**Requirements:**
From the rows below, reproduce verbatim only the part that opens with the line containing "Pick out the spectator" and closes with the line containing "x=501, y=489", including both of those lines.

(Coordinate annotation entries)
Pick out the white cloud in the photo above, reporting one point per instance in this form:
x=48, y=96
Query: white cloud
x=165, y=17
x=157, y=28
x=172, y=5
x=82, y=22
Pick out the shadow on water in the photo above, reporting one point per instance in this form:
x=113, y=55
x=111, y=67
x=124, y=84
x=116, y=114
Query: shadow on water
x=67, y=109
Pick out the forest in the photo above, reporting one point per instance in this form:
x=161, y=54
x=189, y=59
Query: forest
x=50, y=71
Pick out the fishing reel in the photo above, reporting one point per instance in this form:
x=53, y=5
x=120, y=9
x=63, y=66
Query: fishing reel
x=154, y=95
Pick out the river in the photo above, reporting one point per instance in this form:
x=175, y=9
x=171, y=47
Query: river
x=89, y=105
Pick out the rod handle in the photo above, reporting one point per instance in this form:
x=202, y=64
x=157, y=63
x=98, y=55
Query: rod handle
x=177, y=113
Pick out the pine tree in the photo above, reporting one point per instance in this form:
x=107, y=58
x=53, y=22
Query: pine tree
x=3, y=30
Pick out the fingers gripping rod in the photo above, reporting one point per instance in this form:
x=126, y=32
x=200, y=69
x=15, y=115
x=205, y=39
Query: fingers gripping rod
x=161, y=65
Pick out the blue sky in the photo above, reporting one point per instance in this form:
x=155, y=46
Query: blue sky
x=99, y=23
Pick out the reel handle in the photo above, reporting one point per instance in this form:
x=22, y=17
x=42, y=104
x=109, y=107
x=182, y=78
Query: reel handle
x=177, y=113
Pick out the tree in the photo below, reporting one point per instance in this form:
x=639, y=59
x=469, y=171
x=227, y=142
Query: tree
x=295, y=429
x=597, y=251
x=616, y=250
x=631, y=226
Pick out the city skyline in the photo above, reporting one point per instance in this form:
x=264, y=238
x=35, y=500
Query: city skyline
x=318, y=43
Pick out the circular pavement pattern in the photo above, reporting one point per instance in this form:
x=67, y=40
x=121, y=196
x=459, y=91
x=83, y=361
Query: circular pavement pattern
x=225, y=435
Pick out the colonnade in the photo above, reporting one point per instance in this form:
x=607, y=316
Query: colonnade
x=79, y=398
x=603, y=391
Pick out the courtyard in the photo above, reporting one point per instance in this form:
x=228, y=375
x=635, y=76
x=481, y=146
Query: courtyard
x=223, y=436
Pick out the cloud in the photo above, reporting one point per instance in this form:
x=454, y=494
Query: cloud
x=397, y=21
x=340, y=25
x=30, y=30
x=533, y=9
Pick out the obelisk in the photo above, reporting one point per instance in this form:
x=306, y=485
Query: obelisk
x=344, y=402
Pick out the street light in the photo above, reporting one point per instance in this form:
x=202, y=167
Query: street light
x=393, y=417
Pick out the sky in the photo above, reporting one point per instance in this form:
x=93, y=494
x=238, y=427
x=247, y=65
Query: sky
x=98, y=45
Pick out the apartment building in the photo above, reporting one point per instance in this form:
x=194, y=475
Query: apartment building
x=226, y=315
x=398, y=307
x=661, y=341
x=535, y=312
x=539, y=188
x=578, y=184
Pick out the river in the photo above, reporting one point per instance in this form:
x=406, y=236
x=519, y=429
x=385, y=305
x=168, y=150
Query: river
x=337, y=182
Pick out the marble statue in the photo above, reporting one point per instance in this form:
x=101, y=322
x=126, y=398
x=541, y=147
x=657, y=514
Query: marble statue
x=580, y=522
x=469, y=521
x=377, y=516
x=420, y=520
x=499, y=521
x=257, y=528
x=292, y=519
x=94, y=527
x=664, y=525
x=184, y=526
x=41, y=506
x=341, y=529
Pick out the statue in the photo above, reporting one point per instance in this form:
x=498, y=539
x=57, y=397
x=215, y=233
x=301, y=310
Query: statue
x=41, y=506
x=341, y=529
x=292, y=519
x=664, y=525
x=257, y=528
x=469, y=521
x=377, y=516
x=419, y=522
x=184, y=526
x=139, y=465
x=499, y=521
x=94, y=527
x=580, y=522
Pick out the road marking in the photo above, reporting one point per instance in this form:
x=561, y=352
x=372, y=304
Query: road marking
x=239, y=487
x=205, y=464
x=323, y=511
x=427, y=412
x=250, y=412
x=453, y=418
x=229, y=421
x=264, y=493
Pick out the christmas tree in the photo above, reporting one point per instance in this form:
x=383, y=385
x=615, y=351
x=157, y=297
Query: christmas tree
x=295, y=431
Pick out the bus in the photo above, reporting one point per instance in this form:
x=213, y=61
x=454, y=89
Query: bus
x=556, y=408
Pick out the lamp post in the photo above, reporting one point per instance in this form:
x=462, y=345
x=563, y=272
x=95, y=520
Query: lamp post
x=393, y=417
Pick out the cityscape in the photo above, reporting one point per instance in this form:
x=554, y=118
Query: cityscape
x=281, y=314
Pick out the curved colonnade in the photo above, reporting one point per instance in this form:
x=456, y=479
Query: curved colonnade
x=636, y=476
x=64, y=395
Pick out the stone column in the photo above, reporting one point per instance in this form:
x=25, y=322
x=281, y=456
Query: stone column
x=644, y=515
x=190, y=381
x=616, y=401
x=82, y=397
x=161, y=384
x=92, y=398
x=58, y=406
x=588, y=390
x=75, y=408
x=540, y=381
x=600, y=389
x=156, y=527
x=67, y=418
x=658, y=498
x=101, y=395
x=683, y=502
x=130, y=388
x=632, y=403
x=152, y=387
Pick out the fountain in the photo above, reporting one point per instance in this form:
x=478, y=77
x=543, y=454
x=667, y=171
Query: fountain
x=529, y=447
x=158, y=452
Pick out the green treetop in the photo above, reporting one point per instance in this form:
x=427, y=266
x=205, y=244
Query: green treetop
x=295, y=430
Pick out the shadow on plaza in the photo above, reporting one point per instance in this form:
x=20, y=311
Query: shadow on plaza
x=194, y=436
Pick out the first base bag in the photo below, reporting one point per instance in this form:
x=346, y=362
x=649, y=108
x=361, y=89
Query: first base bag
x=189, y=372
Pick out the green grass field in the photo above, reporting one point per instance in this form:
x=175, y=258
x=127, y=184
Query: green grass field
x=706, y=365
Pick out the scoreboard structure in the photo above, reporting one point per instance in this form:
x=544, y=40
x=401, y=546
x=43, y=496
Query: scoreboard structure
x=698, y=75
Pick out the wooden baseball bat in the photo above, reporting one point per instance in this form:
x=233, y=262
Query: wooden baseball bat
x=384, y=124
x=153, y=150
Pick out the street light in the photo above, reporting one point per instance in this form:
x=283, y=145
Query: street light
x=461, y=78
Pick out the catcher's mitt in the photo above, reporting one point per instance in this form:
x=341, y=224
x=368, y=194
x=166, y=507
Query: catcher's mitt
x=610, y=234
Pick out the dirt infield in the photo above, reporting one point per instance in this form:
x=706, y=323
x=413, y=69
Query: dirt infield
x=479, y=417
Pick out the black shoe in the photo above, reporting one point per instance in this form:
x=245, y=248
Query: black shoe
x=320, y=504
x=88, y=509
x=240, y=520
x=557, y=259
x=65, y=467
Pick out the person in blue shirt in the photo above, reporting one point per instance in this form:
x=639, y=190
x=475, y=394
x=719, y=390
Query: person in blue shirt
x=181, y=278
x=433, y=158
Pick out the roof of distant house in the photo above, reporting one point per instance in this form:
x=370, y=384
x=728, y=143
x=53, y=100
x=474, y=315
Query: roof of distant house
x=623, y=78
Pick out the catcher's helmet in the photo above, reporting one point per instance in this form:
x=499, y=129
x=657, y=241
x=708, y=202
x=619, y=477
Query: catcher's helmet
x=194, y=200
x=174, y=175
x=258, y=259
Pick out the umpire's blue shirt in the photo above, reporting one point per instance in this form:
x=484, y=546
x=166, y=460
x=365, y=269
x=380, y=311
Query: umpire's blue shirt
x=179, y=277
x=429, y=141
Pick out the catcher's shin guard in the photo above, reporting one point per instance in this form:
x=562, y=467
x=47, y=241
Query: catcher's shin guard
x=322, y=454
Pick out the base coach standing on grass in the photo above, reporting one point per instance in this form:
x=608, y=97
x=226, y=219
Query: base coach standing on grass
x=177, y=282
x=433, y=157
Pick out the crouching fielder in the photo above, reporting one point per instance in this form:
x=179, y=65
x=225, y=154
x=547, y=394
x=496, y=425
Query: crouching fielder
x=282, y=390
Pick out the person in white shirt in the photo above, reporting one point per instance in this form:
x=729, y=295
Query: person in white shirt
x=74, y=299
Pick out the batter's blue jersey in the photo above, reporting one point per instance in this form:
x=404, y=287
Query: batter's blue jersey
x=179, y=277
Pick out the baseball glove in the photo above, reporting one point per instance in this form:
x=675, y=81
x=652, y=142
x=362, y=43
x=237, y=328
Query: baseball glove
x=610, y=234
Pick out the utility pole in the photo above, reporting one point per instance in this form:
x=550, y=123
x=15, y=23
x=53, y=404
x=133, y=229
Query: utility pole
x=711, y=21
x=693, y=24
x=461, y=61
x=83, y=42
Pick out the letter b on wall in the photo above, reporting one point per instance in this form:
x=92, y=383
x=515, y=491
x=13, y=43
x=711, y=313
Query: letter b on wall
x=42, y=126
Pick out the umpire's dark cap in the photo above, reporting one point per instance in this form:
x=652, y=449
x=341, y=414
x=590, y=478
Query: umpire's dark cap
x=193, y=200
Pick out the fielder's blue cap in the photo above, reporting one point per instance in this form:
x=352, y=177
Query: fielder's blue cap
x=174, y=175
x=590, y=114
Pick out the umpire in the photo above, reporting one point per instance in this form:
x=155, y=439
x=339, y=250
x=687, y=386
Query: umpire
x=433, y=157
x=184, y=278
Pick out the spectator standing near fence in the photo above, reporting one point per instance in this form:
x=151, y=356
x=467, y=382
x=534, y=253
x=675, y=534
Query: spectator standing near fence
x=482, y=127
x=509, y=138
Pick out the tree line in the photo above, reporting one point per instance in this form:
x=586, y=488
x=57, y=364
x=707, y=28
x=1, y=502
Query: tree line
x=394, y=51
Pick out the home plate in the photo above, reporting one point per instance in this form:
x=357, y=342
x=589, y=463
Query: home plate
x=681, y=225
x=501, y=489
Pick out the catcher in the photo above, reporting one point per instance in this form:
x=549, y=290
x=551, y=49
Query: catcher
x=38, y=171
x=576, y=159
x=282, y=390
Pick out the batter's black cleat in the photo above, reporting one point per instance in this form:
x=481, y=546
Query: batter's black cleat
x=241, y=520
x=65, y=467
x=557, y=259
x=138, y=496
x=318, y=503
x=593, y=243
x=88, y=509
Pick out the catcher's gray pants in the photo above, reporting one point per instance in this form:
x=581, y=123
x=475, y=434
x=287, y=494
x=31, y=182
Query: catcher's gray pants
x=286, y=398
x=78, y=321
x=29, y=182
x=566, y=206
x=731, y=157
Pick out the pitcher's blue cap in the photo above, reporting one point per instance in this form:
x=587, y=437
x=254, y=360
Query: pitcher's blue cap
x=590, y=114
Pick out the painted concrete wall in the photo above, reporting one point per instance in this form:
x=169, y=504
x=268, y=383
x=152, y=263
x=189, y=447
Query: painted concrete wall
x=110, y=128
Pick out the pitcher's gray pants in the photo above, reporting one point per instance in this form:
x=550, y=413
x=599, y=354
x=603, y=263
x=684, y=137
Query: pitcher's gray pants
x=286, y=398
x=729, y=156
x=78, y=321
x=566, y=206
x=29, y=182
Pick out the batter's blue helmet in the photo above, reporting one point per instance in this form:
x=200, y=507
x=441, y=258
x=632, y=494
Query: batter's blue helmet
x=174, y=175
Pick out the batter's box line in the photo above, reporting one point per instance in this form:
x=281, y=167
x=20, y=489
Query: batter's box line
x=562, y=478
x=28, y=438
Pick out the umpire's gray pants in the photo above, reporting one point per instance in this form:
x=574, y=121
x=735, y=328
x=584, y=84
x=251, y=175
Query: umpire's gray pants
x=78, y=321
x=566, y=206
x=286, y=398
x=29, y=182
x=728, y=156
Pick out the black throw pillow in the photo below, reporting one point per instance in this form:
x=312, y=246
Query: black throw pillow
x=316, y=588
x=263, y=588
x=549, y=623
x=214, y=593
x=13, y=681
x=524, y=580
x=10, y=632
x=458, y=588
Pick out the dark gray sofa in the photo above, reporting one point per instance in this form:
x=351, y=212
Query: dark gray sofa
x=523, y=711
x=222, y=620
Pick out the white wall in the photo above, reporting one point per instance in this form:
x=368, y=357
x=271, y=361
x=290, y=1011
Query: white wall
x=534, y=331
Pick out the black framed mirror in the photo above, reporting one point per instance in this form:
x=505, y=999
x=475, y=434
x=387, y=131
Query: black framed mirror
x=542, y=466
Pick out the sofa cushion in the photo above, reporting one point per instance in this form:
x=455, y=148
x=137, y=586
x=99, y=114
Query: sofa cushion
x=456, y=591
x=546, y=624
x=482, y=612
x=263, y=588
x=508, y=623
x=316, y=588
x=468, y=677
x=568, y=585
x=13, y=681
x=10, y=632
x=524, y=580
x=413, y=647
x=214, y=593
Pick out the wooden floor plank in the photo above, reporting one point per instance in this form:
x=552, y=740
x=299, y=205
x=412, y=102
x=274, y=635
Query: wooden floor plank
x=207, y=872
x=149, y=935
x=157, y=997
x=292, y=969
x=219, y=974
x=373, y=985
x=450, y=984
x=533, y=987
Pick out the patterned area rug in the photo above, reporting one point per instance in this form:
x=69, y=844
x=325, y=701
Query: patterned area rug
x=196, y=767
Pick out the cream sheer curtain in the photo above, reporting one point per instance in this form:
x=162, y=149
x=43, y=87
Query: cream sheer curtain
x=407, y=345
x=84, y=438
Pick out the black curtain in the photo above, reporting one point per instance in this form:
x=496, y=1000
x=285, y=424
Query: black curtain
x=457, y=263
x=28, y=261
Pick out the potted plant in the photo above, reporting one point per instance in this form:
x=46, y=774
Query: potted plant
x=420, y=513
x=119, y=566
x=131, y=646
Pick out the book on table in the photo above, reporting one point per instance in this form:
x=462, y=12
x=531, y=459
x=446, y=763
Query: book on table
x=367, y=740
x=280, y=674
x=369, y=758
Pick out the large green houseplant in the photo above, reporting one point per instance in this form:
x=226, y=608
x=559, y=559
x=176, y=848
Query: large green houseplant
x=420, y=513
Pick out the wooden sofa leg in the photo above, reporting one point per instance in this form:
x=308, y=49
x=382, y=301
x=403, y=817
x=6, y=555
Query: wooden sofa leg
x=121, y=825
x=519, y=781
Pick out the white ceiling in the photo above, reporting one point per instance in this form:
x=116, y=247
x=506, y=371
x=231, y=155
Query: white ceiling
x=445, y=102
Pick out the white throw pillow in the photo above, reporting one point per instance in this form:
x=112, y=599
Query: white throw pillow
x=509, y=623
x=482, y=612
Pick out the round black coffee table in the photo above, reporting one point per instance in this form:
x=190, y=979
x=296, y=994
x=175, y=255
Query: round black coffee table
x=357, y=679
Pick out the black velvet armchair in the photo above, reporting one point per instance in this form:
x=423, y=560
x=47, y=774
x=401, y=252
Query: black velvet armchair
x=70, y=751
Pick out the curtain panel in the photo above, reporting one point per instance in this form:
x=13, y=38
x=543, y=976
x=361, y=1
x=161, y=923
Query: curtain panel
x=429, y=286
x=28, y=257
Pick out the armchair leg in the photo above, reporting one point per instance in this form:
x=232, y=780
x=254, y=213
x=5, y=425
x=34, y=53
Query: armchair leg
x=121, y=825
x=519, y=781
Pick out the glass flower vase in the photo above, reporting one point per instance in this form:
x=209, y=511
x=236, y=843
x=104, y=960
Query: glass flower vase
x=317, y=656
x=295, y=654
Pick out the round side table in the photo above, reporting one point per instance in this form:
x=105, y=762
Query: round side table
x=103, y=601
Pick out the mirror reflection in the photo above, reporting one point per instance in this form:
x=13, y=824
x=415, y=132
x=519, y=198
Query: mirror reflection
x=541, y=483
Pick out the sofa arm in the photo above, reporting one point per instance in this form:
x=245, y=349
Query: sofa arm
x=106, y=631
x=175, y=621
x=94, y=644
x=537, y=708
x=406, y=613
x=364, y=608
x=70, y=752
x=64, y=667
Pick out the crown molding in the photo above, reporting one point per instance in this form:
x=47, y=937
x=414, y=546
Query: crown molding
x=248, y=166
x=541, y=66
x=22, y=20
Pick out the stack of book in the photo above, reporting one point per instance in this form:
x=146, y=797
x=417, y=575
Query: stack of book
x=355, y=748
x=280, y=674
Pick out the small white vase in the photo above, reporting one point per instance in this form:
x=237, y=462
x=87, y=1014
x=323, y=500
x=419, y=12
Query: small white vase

**Response to this exercise:**
Pick out the spectator standing near fence in the photo above, reporting one point per instance in this form:
x=151, y=356
x=467, y=382
x=534, y=253
x=675, y=534
Query: spectator standing near fence
x=482, y=127
x=509, y=138
Pick out the tree line in the photo above, reporting one point per instance in this form:
x=586, y=488
x=57, y=364
x=707, y=28
x=1, y=502
Query: tree line
x=394, y=51
Pick out the home plate in the photo above, reporting one point per instance in this form:
x=357, y=342
x=589, y=463
Query: home plate
x=681, y=225
x=501, y=489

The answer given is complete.